_TASK OBJECTIVE_
Starting with the line that contains "Where can the ornate" and going on through the last line of the listing, format those lines as a Markdown table with the columns Row and Line. Put a row number in Row and the line itself in Line, and leave out any blank lines.

===== RECORDS TO PROCESS =====

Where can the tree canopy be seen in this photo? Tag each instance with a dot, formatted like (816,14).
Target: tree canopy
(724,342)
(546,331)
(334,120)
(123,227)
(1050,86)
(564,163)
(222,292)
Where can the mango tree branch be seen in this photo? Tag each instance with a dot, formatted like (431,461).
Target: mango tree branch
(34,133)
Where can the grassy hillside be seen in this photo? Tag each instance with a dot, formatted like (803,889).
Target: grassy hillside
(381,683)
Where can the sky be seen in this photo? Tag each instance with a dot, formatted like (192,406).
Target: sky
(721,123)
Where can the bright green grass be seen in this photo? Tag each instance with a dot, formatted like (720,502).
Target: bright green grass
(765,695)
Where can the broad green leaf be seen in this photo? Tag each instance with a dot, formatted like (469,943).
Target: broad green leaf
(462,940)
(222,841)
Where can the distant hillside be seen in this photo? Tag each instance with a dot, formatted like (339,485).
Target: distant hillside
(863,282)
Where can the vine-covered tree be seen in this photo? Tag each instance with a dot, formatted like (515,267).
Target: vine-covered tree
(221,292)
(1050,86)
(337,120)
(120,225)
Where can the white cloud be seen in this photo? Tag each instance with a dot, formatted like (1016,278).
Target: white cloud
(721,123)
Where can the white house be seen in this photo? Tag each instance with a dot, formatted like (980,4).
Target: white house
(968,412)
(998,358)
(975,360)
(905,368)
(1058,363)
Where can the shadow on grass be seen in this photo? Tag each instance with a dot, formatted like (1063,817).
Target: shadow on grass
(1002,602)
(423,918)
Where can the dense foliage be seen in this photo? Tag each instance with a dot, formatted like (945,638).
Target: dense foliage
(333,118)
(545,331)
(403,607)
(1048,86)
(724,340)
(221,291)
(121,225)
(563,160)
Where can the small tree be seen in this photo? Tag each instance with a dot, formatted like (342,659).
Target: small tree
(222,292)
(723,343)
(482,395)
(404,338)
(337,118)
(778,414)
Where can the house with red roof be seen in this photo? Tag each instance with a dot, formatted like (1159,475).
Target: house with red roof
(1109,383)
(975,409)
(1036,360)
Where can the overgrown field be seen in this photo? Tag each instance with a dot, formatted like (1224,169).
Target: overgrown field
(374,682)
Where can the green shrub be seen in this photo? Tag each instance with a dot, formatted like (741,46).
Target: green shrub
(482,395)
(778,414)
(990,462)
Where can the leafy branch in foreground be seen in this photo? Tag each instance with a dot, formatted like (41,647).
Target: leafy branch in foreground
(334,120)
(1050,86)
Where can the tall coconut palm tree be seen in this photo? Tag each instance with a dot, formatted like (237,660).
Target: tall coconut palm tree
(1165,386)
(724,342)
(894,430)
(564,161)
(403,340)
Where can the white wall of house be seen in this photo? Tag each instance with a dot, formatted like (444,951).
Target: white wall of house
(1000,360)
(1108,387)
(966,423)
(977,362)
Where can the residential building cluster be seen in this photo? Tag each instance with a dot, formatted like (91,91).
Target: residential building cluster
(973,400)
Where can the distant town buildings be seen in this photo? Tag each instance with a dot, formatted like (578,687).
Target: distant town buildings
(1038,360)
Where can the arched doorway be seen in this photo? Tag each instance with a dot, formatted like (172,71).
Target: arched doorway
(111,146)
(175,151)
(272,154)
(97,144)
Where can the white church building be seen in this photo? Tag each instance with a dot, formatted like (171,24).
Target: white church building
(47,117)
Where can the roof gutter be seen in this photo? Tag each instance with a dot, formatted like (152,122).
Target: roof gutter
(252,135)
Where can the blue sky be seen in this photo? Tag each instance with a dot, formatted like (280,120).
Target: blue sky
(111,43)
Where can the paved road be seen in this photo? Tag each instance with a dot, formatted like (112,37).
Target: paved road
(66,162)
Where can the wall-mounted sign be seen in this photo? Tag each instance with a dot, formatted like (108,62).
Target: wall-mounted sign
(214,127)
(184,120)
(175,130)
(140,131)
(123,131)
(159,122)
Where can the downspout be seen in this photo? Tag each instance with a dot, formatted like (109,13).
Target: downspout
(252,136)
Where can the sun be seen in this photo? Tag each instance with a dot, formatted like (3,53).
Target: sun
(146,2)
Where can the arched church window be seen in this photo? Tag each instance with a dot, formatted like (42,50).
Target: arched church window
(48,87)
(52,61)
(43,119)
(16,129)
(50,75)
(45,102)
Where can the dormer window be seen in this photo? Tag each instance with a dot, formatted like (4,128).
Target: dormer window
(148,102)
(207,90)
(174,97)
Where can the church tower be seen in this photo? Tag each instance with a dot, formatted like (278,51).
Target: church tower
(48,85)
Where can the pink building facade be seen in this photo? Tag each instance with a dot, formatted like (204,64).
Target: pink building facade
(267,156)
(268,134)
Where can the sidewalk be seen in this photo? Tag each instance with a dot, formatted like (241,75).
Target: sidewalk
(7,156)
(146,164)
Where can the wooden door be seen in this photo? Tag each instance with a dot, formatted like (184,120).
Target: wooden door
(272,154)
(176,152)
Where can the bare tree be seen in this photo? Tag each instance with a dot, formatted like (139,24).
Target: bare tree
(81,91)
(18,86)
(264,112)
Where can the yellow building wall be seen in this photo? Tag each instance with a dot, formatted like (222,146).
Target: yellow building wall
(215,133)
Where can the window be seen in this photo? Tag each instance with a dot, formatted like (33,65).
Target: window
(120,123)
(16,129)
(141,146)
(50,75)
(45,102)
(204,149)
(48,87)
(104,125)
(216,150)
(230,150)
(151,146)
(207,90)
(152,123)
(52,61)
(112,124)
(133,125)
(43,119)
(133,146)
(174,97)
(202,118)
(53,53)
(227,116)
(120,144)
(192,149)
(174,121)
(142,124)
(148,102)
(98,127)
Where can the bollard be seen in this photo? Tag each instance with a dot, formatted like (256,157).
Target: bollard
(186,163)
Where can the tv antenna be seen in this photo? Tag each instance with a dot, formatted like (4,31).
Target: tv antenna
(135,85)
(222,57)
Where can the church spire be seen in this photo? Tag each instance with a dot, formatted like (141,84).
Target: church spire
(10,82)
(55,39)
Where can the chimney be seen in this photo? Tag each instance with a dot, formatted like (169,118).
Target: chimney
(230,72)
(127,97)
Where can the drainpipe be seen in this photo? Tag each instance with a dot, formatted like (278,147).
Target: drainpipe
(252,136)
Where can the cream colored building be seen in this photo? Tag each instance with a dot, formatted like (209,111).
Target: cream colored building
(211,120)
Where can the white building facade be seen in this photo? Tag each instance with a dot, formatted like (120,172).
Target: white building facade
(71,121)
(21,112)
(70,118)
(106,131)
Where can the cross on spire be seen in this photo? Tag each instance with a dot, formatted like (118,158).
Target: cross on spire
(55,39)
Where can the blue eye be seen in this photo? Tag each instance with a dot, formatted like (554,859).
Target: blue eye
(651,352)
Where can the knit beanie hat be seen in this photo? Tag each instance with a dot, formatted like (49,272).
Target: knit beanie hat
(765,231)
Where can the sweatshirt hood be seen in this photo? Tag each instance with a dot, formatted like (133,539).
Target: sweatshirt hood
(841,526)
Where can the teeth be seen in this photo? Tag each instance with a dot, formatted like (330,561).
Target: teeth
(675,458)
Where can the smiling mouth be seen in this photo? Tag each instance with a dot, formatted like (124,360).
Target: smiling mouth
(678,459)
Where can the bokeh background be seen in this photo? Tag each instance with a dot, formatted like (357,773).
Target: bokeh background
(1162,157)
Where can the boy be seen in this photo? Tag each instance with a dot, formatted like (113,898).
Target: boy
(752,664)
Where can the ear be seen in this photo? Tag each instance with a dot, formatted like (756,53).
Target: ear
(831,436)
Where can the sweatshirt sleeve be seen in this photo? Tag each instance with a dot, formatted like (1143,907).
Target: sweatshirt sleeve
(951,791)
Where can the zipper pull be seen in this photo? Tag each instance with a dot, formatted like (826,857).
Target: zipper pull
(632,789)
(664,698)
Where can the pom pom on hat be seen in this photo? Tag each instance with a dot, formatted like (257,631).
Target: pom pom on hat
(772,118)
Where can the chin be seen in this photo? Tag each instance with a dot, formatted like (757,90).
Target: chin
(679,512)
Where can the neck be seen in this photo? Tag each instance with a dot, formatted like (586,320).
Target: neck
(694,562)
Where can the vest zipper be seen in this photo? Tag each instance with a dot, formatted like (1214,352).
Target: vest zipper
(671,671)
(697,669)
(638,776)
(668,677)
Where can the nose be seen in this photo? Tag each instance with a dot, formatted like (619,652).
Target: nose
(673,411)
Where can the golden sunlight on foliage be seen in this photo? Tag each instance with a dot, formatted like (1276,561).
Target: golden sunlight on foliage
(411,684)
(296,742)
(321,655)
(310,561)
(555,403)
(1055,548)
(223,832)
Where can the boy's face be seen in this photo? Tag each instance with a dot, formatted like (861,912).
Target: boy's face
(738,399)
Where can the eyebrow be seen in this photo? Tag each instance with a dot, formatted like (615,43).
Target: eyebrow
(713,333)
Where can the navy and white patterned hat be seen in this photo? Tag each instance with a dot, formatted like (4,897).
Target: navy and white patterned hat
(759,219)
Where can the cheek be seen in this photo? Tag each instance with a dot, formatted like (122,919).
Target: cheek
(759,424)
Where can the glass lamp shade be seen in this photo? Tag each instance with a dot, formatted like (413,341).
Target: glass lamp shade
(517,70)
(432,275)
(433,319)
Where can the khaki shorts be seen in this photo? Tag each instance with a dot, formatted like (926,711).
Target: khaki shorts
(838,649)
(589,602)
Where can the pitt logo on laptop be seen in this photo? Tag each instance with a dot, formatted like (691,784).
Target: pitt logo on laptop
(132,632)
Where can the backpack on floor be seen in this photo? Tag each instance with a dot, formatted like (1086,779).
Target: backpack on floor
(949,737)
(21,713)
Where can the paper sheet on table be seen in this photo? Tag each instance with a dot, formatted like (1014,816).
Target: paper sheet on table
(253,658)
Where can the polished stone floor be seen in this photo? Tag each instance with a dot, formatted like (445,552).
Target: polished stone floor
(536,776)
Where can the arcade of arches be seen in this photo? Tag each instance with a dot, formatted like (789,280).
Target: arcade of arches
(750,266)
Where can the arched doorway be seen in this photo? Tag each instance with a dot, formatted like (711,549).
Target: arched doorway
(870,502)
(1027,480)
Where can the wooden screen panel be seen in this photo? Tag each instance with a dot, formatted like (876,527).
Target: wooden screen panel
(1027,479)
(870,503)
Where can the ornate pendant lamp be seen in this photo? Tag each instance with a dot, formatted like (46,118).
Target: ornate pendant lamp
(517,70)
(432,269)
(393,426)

=====

_FULL SOLUTION_
| Row | Line |
|---|---|
| 1 | Where can the ornate pendant lamp be seen in this photo? Tag each instance with a dot, formatted like (46,118). |
| 2 | Target: ornate pendant lamp |
| 3 | (517,70) |
| 4 | (432,269) |
| 5 | (393,426) |